Objective: Arrange every line of the items below as a single JSON list of strings, one string per line, leaving out blank lines.
[start]
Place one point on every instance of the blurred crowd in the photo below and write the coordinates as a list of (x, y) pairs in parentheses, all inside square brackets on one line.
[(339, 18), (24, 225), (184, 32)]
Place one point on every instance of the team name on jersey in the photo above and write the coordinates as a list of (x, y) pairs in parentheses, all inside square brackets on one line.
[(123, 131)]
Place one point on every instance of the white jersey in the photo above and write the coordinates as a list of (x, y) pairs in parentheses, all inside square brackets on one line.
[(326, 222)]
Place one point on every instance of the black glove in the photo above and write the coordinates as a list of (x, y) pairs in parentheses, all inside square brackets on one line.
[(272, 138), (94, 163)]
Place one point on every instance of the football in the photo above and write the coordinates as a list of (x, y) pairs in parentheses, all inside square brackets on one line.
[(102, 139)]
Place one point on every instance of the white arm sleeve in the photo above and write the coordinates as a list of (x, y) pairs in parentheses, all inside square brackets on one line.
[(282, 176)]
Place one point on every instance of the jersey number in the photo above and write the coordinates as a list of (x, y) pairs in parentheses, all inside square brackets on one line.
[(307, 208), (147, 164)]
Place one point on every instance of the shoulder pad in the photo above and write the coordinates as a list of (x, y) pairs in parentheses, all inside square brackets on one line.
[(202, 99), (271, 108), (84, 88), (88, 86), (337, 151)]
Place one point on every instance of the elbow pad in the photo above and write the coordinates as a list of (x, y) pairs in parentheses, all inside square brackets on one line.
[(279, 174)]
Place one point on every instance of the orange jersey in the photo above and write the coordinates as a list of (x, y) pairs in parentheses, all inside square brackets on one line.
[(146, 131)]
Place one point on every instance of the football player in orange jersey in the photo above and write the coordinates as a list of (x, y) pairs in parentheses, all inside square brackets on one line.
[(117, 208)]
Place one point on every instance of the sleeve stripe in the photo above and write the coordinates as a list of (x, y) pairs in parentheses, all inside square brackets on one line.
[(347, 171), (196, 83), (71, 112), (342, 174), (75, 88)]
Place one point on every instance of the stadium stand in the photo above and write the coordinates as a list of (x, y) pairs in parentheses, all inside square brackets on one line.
[end]
Exercise response:
[
  "Place one point on every instance of the blurred crowd in the photo below and write the coordinates as a list of (x, y) pairs in parentheses, all inside square brackets on one line.",
  "[(339, 18), (24, 225), (184, 32)]",
  "Place one point on every instance of the team name on jersey in the photo above and write the coordinates as a list of (x, y) pairs in parentheses, all inside square brackets on one line.",
  "[(123, 131)]",
  "Place one point on every instance of the white jersey in the photo above and write the coordinates as a list of (x, y) pairs in parentheses, all inside square brackets on one line.",
  "[(326, 222)]",
  "Place one point on every instance of the black glove in the photo above and write the coordinates as a list of (x, y) pairs in parentheses, all inside square brackets on one line.",
  "[(272, 138), (94, 163)]",
  "Place one point on every instance of the football in the photo above and write the coordinates as a list of (x, y) pairs in parentheses, all inside square brackets on one line.",
  "[(102, 139)]",
  "Place one point on every instance of the white arm sleeve in the photo above and write the coordinates as a list of (x, y) pairs in parentheses, all inside square brackets on one line.",
  "[(282, 176)]",
  "Place one point on every instance of the jersey number in the photo above and write the coordinates as a list of (x, y) pairs in parentheses, all inside square brackets on one line.",
  "[(307, 208), (147, 164)]",
  "Place one point on every instance of the shoulder pad in the photo above and write the coordinates as a list of (x, y) pairs in parentheses, all inside square brackets on one line.",
  "[(202, 99), (271, 108), (84, 88), (88, 86), (337, 151)]",
  "Place one point on every instance of the elbow pad in the photo above and write the coordinates as a list of (x, y) pairs in parentheses, all inside square brackets on one line.",
  "[(279, 174)]",
  "Place one point on every instance of the orange jersey in the photo above and write the coordinates as a list of (x, y) pairs in parentheses, all inside square brackets on one line.",
  "[(146, 131)]",
  "Place one point on every instance of the football player in orange jersey in the photo above and write the coordinates as a list of (x, y) pairs in parentheses, all inside square brackets on one line.",
  "[(117, 208)]",
  "Place one point on every instance of the sleeve stripe in the photo above and write the coordinates as a list of (x, y) pairs in parentheses, all inside square brackets on one line.",
  "[(347, 171), (196, 83), (71, 112), (342, 174), (75, 88)]",
  "Place one point on every instance of the stadium stand in the photo above and write the coordinates as a list of (x, y) pairs in parentheses, all inside square brackets on one line."
]